Salı, 05 Kasım, 2024
Evliya Çelebi’nin Seyahatname adlı eserinde ‘cihannüma’ yani seyir terası olarak bahsettiği İrene Kulesi, artık fonksiyonunu sanat galerisi olarak sürdürüyor.
Yağlı boya, yaprak oyma, minyatür, tezhip ve modern hat gibi sanat eserlerinin bulunduğu galeri, hem sanatseverler hem de turistler için yeni bir çekim merkezi haline geldi.
HABER: İPEK ÖZMEN
İstanbul’un tarihi hanlar bölgesi, Haliç’in korunaklı liman özelliği sayesinde binlerce yıldır önemli bir ticaret merkezi olma özelliğini muhafaza ediyor. 19. yüzyıl sonlarında uygulanan şehircilik kararları sonucu, bu tarihi bölgedeki ticari faaliyetler, farklı alanlara yöneldi ve bu yapıların bir kısmı boş kaldı. Günümüzde hâlâ aktif olan hanların büyük bir kısmı zamanla değişiklikler yaşasa da çoğu ticaretteki ve üretimdeki işlevine devam ediyor.

**Yönerge 1**
Yukarıdaki İrene Kulesi ve tarihi hanlar bölgesiyle ilgili metni hiçbir yerini değiştirmeden baştan sona tekrar yazın.
**Yönerge 2**
Aşağıdaki kayıtlarda "Task: determine whether any sign" ifadesini içeren satırdan kayıtların sonuna kadar uzanan bölümü, o satır da dahil olmak üzere, "shrub" yerine "bush" koyarak ve başka hiçbir şeye dokunmadan yeniden verin.

**Alıştırma girdisi**
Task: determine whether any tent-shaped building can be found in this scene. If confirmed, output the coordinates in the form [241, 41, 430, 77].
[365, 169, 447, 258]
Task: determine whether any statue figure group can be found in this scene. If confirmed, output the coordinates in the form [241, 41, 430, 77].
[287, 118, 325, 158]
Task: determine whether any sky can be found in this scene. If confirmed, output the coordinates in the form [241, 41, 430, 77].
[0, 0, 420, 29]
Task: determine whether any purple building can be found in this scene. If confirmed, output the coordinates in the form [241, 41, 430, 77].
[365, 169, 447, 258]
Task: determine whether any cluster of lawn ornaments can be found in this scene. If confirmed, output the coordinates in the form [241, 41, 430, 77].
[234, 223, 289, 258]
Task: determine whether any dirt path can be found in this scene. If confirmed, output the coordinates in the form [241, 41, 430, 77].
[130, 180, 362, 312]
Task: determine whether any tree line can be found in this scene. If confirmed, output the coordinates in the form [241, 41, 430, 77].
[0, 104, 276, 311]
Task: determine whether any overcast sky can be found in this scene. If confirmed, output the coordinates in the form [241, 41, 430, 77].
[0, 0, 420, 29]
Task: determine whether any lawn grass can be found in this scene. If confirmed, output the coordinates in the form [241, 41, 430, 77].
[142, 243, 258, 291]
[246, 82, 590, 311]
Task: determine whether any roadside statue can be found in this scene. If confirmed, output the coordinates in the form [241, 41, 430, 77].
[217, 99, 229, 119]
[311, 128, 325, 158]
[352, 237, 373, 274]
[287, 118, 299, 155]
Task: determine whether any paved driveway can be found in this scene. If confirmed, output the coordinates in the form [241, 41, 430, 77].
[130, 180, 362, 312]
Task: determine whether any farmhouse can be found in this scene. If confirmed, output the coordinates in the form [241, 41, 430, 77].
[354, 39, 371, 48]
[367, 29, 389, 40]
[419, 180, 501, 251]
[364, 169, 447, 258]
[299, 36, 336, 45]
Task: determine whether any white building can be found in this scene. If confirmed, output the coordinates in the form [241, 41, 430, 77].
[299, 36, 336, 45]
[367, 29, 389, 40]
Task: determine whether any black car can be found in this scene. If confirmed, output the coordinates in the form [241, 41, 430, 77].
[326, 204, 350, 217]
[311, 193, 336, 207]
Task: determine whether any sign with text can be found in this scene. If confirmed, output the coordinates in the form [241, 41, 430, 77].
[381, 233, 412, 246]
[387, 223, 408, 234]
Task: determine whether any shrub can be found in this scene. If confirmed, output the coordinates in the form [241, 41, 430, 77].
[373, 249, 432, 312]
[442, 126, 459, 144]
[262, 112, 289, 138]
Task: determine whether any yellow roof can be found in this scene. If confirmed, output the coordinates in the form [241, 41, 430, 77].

**Yazılı yanıt 1**
Salı, 05 Kasım, 2024
Evliya Çelebi’nin Seyahatname adlı eserinde ‘cihannüma’ yani seyir terası olarak bahsettiği İrene Kulesi, artık fonksiyonunu sanat galerisi olarak sürdürüyor.
Yağlı boya, yaprak oyma, minyatür, tezhip ve modern hat gibi sanat eserlerinin bulunduğu galeri, hem sanatseverler hem de turistler için yeni bir çekim merkezi haline geldi.
HABER: İPEK ÖZMEN
İstanbul’un tarihi hanlar bölgesi, Haliç’in korunaklı liman özelliği sayesinde binlerce yıldır önemli bir ticaret merkezi olma özelliğini muhafaza ediyor. 19. yüzyıl sonlarında uygulanan şehircilik kararları sonucu, bu tarihi bölgedeki ticari faaliyetler, farklı alanlara yöneldi ve bu yapıların bir kısmı boş kaldı. Günümüzde hâlâ aktif olan hanların büyük bir kısmı zamanla değişiklikler yaşasa da çoğu ticaretteki ve üretimdeki işlevine devam ediyor.

**Yazılı yanıt 2**
Task: determine whether any sign with text can be found in this scene. If confirmed, output the coordinates in the form [241, 41, 430, 77].
[381, 233, 412, 246]
[387, 223, 408, 234]
Task: determine whether any bush can be found in this scene. If confirmed, output the coordinates in the form [241, 41, 430, 77].
[373, 249, 432, 312]
[442, 126, 459, 144]
[262, 112, 289, 138]
Task: determine whether any yellow roof can be found in this scene. If confirmed, output the coordinates in the form [241, 41, 430, 77].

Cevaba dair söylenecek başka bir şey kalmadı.